Instruction. Write out the records below once more, exactly as they stand.
[START Supplied records]
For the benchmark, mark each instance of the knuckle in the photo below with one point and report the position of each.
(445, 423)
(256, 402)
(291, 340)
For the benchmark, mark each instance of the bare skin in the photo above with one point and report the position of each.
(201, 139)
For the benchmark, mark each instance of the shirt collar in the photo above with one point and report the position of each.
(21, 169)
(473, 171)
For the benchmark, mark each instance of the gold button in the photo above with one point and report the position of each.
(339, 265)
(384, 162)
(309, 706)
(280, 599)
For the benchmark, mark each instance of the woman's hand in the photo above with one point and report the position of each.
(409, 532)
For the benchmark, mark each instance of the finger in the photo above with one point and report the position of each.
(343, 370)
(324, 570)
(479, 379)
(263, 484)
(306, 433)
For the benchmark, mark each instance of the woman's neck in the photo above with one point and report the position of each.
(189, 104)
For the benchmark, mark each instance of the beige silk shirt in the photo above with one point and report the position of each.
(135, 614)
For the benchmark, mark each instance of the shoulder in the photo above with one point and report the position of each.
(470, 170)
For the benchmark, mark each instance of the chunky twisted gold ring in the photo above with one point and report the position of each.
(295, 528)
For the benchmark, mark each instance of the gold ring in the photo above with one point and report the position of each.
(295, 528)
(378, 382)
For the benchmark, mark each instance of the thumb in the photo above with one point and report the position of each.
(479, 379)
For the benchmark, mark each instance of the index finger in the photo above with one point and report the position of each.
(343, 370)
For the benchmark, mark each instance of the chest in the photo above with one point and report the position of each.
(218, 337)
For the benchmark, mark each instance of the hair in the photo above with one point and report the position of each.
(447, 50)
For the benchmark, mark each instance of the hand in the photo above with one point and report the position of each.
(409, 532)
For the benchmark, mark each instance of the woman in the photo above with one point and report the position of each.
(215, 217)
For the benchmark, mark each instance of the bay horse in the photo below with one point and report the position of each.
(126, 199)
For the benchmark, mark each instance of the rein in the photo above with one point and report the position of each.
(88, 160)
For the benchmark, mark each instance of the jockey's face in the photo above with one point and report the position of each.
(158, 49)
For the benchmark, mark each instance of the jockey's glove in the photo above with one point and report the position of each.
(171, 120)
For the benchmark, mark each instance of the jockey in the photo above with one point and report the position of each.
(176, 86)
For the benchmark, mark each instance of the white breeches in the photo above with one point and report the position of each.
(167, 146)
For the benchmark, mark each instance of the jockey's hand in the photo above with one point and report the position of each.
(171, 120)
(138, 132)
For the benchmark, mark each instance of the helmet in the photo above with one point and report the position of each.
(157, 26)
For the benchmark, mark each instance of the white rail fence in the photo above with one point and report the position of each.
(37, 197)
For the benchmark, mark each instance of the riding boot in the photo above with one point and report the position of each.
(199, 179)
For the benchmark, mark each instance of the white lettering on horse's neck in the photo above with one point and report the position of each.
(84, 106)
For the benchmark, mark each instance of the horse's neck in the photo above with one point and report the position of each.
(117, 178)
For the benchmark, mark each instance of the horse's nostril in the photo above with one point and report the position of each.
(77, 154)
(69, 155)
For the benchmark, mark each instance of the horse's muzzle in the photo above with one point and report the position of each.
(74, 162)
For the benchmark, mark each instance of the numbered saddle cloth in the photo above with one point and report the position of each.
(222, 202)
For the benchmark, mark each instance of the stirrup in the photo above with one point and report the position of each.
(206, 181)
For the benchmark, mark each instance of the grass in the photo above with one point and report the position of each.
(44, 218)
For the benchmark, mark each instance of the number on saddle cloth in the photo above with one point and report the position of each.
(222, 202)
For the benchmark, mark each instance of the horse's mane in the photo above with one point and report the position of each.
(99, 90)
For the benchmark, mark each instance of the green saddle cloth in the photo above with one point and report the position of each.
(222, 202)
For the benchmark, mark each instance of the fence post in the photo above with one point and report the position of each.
[END Supplied records]
Output below.
For the benchmark, mark each instance of the knuckle in the photo below with one point and report the position of each.
(445, 423)
(256, 402)
(291, 340)
For the benchmark, mark each instance of the bare skin in the photo above with one point and report the position of each.
(201, 139)
For the benchmark, mark each instance of the shirt collar in the photo above with one point and report the position of each.
(21, 169)
(473, 171)
For the benchmark, mark each instance of the gold button in the photo above with one point and report the position of each.
(339, 265)
(384, 162)
(309, 706)
(280, 599)
For the benchmark, mark each instance of the woman's hand in the photo above with one point and report the position of each.
(409, 532)
For the benchmark, mark each instance of the finger in the photo above with one point and report the position of each.
(343, 370)
(324, 570)
(479, 379)
(263, 484)
(306, 433)
For the benchmark, mark each instance of the woman's neck in the photo above with one point and report the position of each.
(189, 104)
For the benchmark, mark each instance of the beige silk shirt in the photo above with one point and report the position of each.
(135, 614)
For the benchmark, mark each instance of the shoulder in the photo above with one point and report the position of each.
(470, 170)
For the benchmark, mark each instance of the chunky twisted gold ring in the photo above with one point and report the position of each.
(295, 528)
For the benchmark, mark each instance of the gold ring in the photo above with one point and report the position of each.
(295, 528)
(378, 382)
For the benchmark, mark each instance of the thumb in the photo above with one point and report the position of each.
(479, 379)
For the benchmark, mark each instance of the index finger in the photo above with one point and report the position of each.
(343, 370)
For the benchmark, mark each instance of the chest in the photo above with one point and report the position of each.
(218, 337)
For the benchmark, mark each instance of the hair in the photo above with one point and report the position of each.
(447, 50)
For the benchmark, mark each instance of the hand in the photo above with one point and report the position of each.
(409, 532)
For the benchmark, mark each instance of the woman in the photo above with one point and report the position of each.
(215, 217)
For the benchmark, mark each instance of the bay horse in the photo below with one point and report the position of each.
(126, 199)
For the benchmark, mark each instance of the rein in the photo above with one point and report the position of each.
(88, 160)
For the benchmark, mark each instance of the jockey's face in the photo above with one point and report the position of each.
(158, 49)
For the benchmark, mark each instance of the jockey's glove in the photo above with one point and report the position of each.
(171, 120)
For the benchmark, mark each instance of the jockey in the photo above with one point and report the position of each.
(176, 86)
For the benchmark, mark each instance of the white breeches in the photo above with one point and report the position of each.
(167, 146)
For the benchmark, mark each instance of the jockey's hand in the photo above with one point and report the position of each.
(171, 120)
(138, 132)
For the benchmark, mark each instance of the helmet in the photo above with one point and report the position of each.
(157, 26)
For the benchmark, mark each instance of the white rail fence in the photo above with one point and report the position of each.
(37, 197)
For the benchmark, mark each instance of the riding boot in the photo above with one point and report the position of each.
(199, 179)
For the benchmark, mark each instance of the white lettering on horse's neck in the photo above with one point and report the position of each.
(84, 106)
For the benchmark, mark each instance of the horse's neck in the photo above with one point and report the position of each.
(117, 178)
For the benchmark, mark each instance of the horse's nostril in the photo above with one point and report the position of each.
(77, 154)
(69, 155)
For the benchmark, mark each instance of the horse's muzzle in the photo above with one point and report the position of each.
(74, 162)
For the benchmark, mark each instance of the numbered saddle cloth in the photo above with one point and report the position of each.
(222, 202)
For the benchmark, mark each instance of the stirrup in the photo above with one point and report the position of each.
(206, 181)
For the benchmark, mark each instance of the grass in the photo above with one point and report the position of each.
(44, 218)
For the benchmark, mark each instance of the number on saddle cloth in the photo above with one point and report the position of each.
(222, 202)
For the benchmark, mark each instance of the horse's mane in the photo above with one point and report the position of each.
(99, 90)
For the benchmark, mark each instance of the green saddle cloth in the photo above with one point and report the position of each.
(222, 202)
For the benchmark, mark each instance of the fence post in the photo above with one point and report the position of each.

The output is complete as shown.